# Job Advice in SF



## robinasu (Feb 27, 2012)

Hey all, looking for some independent feedback on a job. Lots of cracking all over a San Francisco loft condo building. The job is to repair what you see and more. I would like to get to the root causes so the customer doesn't have the cracks return in short order. Customers say the drywall cracks and blisters started about 7 years ago. The building was built in 1999. There is plywood sheer wall under all the drywall in the main entry and some of the stairwells and main common area floors. The foundation is a solid. The walls are actually quite straight and flat for such large expanses. Suggestions for general repair strategy are greatly appreciated!

Take a look at pictures from a home owner:

https://www.facebook.com/media/set/?set=a.10150811441689056.499130.548904055&type=3&l=abe484a4b1


----------



## Bazooka-Joe (Dec 31, 2010)

seems like a Ap mud job, what part of glue mud did he not understand, in a stair well with High ceiling there should be expansion Joint, not sure why the painter did not catch the bubble when painting:blink:


----------



## moore (Dec 2, 2010)

How soon did this all happen? 
The frame? wood:yes:
Did the slicks [email protected] it in 3 days?
Looks like a job that was PUSHED OUT.


----------



## robinasu (Feb 27, 2012)

*Info*

Hey guys, should have been more specific. The job is to repair what you see and more. I am wondering what could have caused what you see in case I should recommend more than just a cosmetic fix. The customers say the cracks and blisters started about 7 years after construction. The building is wood on a concrete pedestal.


----------



## fr8train (Jan 20, 2008)

They look like stress cracks to me. The pic of the bead with the security camera beside it looks like the bead buckled. Could be a structural problem. Is it all in the same area of the house? Bad workmanship underneath the drywall? Framing? Foundation?


----------



## carpentaper (Feb 28, 2009)

it kind of looks like all round hackery. to be unhelpful and non specific. that many cracks in a building that new tells me there may have been more going on than just bad taping. has anyone ever tried to repair any of the cracks and have they re-appeared. if your lucky the settling is done and you can cut out the bad joints/rock and retape and maybe most won't re-appear. if you are unlucky and the building is poorly framed causing it to move excessively you may have to do more than a cosmetic fix and address some framing issues.
good luck. time and materials.


----------



## robinasu (Feb 27, 2012)

*thanks*



fr8train said:


> They look like stress cracks to me. The pic of the bead with the security camera beside it looks like the bead buckled. Could be a structural problem. Is it all in the same area of the house? Bad workmanship underneath the drywall? Framing? Foundation?


Regarding the pic with the camera, yes, the bead did buckle. The point where the bead buckled is at the horizontal line where the stick framing starts. Below that is a 9" post tensioned slab built on 1 floor of rebar reinforced concrete block, which is on top of a 12" concrete footing. I've walked the foundation and walls - it appears solid. I wonder about moisture in the walls. Thanks for the input and keep the input coming.


----------



## Mudshark (Feb 8, 2009)

If you want the root cause then some of the problem is the boarding job around the door frames. Bad place to leave a joint.
####
Task requirements: Continue the forum thread on the drywall cracks in the San Francisco loft building from where it stops.

Information given:
####
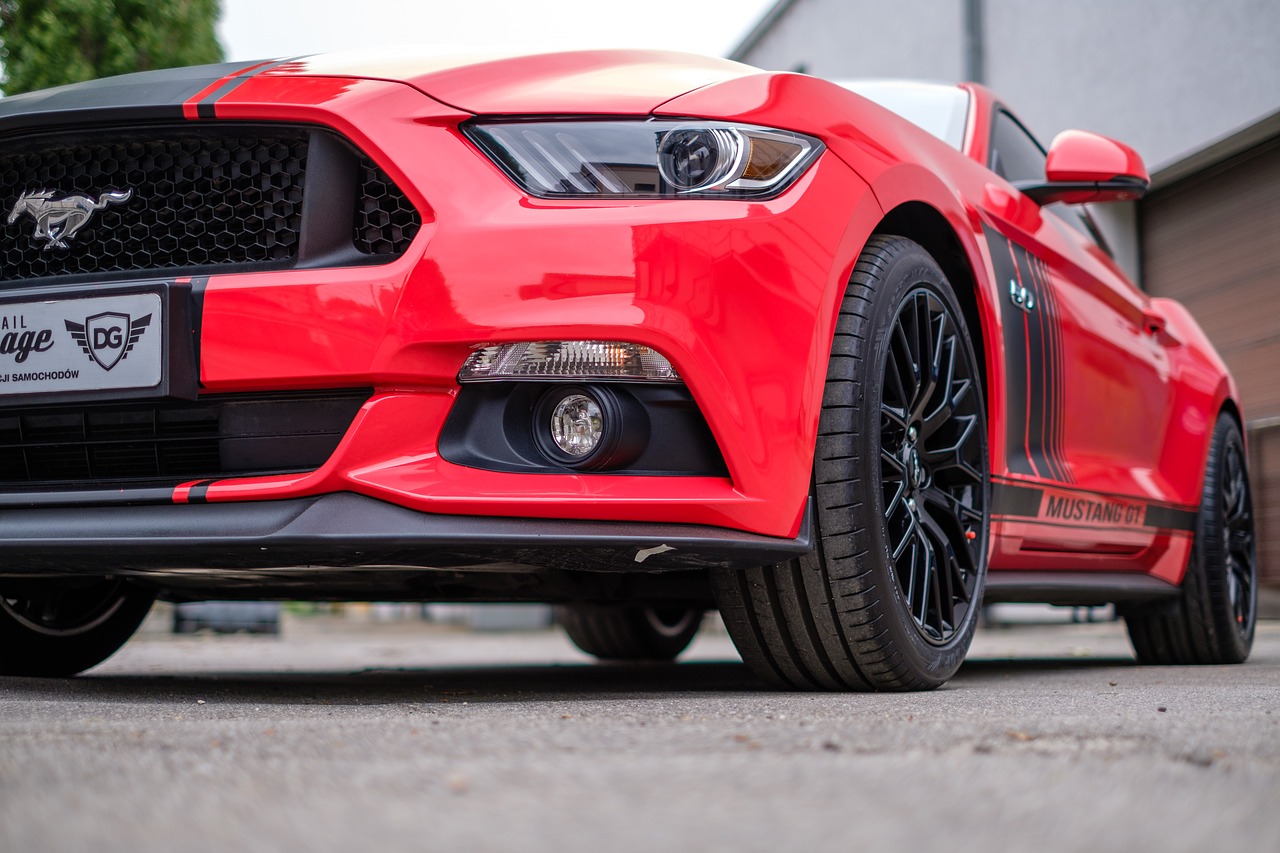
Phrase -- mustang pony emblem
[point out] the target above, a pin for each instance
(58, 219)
####
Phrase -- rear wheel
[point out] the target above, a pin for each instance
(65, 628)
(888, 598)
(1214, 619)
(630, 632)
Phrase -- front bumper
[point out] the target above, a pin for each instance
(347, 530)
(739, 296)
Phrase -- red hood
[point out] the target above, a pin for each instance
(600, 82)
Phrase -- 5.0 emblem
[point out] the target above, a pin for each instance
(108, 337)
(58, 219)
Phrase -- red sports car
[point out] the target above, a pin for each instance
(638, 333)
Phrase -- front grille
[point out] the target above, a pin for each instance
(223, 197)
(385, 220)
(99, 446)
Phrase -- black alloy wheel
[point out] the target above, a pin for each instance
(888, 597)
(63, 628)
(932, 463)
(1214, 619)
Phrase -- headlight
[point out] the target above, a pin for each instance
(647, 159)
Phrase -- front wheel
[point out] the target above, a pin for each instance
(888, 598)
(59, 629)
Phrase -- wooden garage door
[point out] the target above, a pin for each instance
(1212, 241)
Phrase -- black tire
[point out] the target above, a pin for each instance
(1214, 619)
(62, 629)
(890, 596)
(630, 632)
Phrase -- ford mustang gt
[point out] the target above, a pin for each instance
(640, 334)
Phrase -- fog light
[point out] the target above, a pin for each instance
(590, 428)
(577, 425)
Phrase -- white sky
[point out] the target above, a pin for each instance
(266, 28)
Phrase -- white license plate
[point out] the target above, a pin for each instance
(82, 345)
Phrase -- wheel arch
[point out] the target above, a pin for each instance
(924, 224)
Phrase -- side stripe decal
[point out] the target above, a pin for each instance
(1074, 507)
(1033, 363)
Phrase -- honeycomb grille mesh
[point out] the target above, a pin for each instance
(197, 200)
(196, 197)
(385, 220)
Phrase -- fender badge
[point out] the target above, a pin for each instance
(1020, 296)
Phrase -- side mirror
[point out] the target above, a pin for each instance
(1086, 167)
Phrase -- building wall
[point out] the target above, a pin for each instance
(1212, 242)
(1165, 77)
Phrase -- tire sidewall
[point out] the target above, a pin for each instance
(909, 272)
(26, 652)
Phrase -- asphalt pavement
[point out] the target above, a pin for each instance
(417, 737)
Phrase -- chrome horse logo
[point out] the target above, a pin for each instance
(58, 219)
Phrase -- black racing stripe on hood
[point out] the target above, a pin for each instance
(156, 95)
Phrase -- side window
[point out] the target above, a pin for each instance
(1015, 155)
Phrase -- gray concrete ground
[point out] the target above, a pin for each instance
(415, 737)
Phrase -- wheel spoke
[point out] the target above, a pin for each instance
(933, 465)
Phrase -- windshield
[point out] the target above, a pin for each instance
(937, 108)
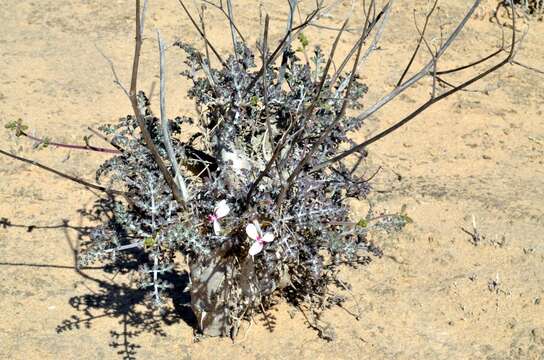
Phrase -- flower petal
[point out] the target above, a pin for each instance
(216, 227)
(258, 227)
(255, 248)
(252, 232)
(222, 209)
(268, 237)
####
Task response:
Did it also occur to anyone that this is San Francisco and it could have been an earthquake?


----------



## fr8train (Jan 20, 2008)

Mudshark said:


> If you want the root cause then some of the problem is the boarding job around the door frames. Bad place to leave a joint.
> 
> Did it also occur to anyone that this is San Francisco and it could have been an earthquake?


I did think that, but I figured that was too obvious of an answer, buy ya never know. Maybe cracks from earthquakes are so commonplace out there that they never considered it as a possibility.


----------



## robinasu (Feb 27, 2012)

*Thanks*



carpentaper said:


> it kind of looks like all round hackery. to be unhelpful and non specific. that many cracks in a building that new tells me there may have been more going on than just bad taping. has anyone ever tried to repair any of the cracks and have they re-appeared. if your lucky the settling is done and you can cut out the bad joints/rock and retape and maybe most won't re-appear. if you are unlucky and the building is poorly framed causing it to move excessively you may have to do more than a cosmetic fix and address some framing issues.
> good luck. time and materials.


The structural plans show the tall entryway has sheer wall under all the drywall. I am wondering if all that weight of drywall is sagging if not nailed well. It doesn't appear any cracks have been repaired previously. Also, the roof was recently replaced. Another idea I have is that perhaps some moisture was in the structure and now it is drying out. Thanks for your input - keep the ideas coming.


----------



## robinasu (Feb 27, 2012)

*thanks*



Mudshark said:


> If you want the root cause then some of the problem is the boarding job around the door frames. Bad place to leave a joint.
> 
> Did it also occur to anyone that this is San Francisco and it could have been an earthquake?


We get some shakes here and there. :thumbup: Anything below a 4 is ho-hum.


----------



## Bazooka-Joe (Dec 31, 2010)

Mudshark said:


> If you want the root cause then some of the problem is the boarding job around the door frames. Bad place to leave a joint.
> 
> Did it also occur to anyone that this is San Francisco and it could have been an earthquake?


been to SF Mudshack so yipperoo the shakey Shakesters has occured to me


----------



## Bazooka-Joe (Dec 31, 2010)

if it was me I would scratch back and leave a bit of a crater in those lines and load em up with 20 set, and tape with 20 set


----------



## Bazooka-Joe (Dec 31, 2010)

robinasu said:


> The structural plans show the tall entryway has sheer wall under all the drywall. I am wondering if all that weight of drywall is sagging if not nailed well. It doesn't appear any cracks have been repaired previously. Also, the roof was recently replaced. Another idea I have is that perhaps some moisture was in the structure and now it is drying out. Thanks for your input - keep the ideas coming.


the roof thing is very true

with board not lifted of the ground at least a half and inch at floorlevel, problems start to happen


----------



## MacDry (Feb 1, 2010)

Now, im no engineer, but i just fixed a job that looked a lot like that. Foundation in and of itself was done well and inspected and blah blah. But the earth beneath it was basically sand, moved and shifted and BOOM! crack town. The guy showed me the entire parking lot, its all hills and wavey, said it used to be laser flat when they built the building 12 years ago.


----------



## robinasu (Feb 27, 2012)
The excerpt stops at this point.